INPUT:
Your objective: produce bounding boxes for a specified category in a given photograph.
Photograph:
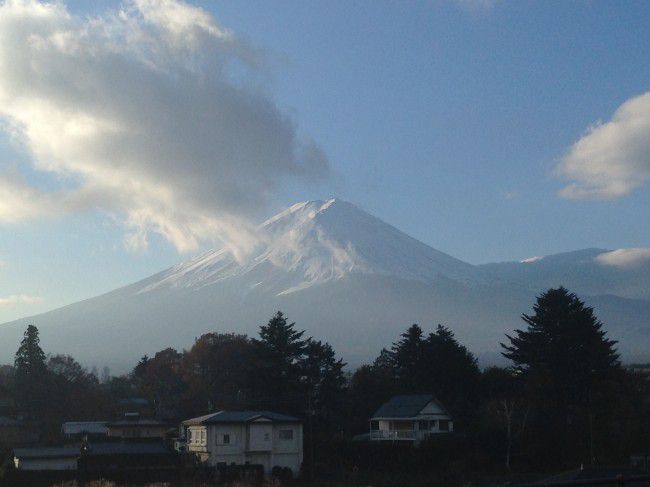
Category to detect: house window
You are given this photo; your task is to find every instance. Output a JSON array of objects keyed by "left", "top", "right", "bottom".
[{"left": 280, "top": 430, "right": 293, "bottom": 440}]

...

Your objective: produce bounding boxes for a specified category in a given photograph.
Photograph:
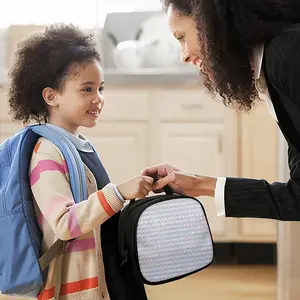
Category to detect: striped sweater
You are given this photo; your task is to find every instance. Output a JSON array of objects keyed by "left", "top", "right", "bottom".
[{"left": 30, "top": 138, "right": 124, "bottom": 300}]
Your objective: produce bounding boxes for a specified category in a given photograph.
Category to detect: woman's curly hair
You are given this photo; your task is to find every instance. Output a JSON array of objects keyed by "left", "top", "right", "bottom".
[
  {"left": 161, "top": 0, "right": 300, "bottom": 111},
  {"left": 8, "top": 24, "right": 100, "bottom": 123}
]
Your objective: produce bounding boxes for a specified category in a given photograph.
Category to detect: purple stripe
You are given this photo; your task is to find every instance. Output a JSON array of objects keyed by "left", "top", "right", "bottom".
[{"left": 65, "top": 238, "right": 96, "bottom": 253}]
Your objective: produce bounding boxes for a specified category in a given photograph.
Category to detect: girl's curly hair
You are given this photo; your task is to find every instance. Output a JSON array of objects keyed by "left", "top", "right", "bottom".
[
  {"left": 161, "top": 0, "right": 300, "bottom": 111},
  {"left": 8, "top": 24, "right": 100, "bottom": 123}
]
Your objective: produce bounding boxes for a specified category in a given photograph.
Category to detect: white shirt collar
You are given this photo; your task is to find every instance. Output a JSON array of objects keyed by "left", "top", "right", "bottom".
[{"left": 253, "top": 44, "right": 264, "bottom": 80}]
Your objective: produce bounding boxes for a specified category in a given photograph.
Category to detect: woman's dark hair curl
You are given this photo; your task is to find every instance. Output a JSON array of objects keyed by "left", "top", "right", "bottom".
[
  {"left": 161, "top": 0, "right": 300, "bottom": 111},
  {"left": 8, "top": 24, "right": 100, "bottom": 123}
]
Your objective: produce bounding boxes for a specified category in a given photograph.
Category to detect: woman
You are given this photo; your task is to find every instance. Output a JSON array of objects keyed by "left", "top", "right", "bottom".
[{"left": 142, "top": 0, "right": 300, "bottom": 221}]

WORK REQUIRED: Show each line in the records above that contains the word "woman". Case counts.

ANSWER TO THIS EXERCISE:
Category to detect: woman's curly hair
Category to detect: woman's dark hair curl
Category to detect: woman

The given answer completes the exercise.